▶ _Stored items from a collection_

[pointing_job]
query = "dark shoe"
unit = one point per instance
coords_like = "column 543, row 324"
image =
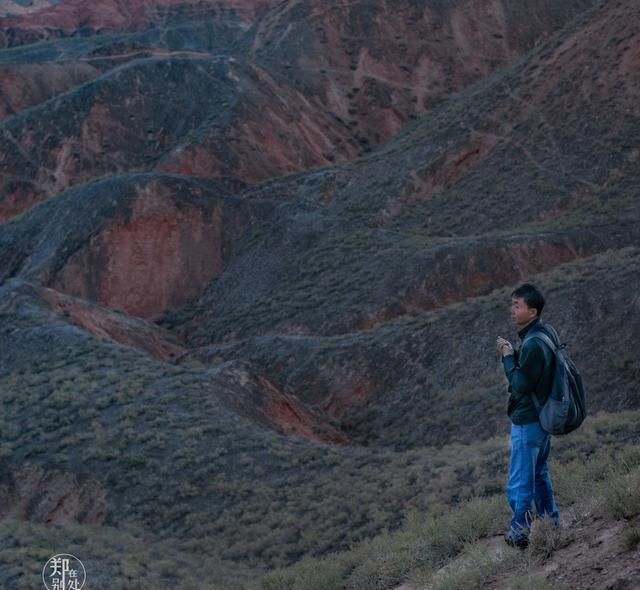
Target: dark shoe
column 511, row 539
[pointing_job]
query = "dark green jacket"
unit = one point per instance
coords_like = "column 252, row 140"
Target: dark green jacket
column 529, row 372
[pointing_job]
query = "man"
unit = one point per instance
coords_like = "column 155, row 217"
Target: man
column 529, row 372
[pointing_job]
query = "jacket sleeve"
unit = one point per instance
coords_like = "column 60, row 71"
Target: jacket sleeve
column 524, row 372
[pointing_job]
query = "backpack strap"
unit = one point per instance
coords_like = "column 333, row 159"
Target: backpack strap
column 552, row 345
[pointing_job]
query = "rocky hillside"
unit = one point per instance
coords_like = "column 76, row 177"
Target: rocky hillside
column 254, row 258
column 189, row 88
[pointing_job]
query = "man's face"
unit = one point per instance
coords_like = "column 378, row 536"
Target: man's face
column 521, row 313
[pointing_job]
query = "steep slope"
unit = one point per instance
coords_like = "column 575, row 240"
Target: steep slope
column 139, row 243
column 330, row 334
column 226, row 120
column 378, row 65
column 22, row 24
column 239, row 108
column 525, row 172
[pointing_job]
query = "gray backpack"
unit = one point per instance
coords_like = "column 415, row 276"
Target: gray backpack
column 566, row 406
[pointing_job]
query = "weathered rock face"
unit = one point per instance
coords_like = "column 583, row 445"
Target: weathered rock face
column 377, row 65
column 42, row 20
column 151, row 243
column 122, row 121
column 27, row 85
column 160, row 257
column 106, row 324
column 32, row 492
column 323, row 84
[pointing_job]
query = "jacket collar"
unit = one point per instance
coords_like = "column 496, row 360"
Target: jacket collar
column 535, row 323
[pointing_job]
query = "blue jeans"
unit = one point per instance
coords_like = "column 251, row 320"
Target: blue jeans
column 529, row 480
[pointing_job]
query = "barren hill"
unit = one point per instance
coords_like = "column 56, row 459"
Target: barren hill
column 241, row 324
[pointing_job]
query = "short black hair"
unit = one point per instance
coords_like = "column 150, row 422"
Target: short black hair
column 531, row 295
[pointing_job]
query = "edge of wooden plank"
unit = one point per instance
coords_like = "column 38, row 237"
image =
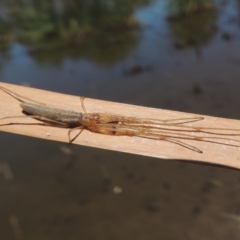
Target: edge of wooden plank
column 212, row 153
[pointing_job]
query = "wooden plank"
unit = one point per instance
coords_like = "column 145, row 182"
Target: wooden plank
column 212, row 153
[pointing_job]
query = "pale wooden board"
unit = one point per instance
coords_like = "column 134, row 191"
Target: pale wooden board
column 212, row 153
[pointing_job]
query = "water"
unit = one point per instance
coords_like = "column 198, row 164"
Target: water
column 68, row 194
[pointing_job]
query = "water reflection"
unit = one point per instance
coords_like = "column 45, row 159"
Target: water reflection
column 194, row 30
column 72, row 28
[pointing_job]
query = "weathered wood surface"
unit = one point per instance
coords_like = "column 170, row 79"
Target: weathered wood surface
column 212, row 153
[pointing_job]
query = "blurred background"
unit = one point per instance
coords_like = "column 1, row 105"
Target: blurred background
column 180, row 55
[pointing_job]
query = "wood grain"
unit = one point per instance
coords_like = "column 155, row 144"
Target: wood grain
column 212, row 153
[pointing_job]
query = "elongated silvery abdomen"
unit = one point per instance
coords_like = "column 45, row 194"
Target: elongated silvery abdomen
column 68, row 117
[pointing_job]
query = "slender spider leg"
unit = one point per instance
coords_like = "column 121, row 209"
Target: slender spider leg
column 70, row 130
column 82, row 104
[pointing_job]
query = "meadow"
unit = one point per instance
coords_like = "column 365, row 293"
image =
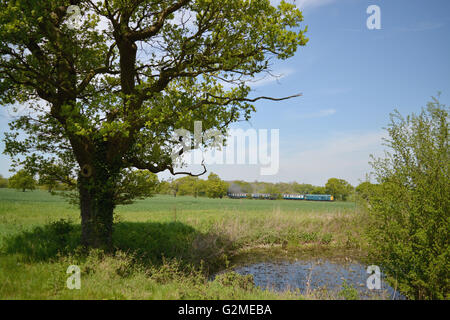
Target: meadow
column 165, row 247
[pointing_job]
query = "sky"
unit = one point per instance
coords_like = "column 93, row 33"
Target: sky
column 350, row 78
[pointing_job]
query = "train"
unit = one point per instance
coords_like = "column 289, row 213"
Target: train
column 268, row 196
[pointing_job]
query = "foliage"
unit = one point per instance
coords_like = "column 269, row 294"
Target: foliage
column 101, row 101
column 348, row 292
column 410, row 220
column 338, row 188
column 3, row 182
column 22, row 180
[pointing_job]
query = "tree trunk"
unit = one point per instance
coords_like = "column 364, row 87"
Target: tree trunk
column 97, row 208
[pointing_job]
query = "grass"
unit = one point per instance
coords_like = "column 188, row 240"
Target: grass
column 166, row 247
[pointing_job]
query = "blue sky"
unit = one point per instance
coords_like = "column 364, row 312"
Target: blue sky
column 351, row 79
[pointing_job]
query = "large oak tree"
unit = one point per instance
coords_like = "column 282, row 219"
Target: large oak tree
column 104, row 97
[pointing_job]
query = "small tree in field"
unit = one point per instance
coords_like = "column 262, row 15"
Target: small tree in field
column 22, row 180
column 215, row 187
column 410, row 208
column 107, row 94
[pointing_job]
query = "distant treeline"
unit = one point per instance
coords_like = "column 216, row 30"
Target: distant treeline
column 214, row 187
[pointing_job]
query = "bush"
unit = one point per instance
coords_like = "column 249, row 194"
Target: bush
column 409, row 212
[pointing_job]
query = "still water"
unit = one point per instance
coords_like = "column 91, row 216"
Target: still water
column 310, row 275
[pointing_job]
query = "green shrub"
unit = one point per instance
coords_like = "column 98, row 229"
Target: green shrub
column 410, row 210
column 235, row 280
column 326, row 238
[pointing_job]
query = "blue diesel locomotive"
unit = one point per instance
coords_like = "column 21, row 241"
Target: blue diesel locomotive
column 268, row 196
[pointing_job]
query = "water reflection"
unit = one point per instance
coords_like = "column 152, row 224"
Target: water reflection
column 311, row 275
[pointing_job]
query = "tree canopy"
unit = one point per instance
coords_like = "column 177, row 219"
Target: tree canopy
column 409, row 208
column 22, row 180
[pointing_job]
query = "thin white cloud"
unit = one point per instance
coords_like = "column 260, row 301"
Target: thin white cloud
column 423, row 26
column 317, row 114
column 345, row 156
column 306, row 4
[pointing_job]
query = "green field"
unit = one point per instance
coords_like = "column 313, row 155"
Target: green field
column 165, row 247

==

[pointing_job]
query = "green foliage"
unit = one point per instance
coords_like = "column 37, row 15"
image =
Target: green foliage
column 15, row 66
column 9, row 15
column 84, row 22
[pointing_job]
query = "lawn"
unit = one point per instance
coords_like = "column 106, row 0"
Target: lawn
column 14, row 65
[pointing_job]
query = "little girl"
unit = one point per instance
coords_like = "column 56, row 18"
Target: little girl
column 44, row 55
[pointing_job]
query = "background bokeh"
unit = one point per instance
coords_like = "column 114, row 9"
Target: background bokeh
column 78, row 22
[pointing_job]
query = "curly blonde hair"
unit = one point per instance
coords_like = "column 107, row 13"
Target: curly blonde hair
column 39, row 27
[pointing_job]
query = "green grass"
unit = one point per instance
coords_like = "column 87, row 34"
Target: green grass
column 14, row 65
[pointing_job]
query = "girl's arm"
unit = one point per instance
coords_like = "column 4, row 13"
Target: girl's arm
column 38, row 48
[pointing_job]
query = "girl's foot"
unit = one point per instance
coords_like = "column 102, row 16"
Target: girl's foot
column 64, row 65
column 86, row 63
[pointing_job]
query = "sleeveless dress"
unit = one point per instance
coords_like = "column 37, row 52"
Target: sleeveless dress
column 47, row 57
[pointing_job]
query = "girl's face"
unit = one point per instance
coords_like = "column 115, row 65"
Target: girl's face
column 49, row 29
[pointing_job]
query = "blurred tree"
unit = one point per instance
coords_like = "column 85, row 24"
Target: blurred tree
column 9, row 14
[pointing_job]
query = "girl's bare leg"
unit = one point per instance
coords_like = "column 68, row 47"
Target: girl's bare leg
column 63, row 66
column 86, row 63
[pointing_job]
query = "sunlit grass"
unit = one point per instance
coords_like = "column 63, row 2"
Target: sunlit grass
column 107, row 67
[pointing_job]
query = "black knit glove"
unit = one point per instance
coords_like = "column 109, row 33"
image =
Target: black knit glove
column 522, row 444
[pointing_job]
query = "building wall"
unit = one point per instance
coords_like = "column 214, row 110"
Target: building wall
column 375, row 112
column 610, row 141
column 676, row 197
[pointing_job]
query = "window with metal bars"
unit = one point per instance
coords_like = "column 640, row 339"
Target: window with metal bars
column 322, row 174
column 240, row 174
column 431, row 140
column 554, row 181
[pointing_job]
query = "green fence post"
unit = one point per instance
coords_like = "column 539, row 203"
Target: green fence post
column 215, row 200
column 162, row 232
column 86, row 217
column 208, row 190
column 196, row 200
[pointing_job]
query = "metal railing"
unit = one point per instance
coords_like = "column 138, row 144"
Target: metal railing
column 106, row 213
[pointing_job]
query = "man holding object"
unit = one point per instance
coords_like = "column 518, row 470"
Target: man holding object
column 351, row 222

▶ _Directive_
Please select every line in the entries above that contains the word "grass", and copy each of those lines.

▶ _Final result_
query = "grass"
Target: grass
query = "green grass"
Target: green grass
query = "sunlit grass"
Target: sunlit grass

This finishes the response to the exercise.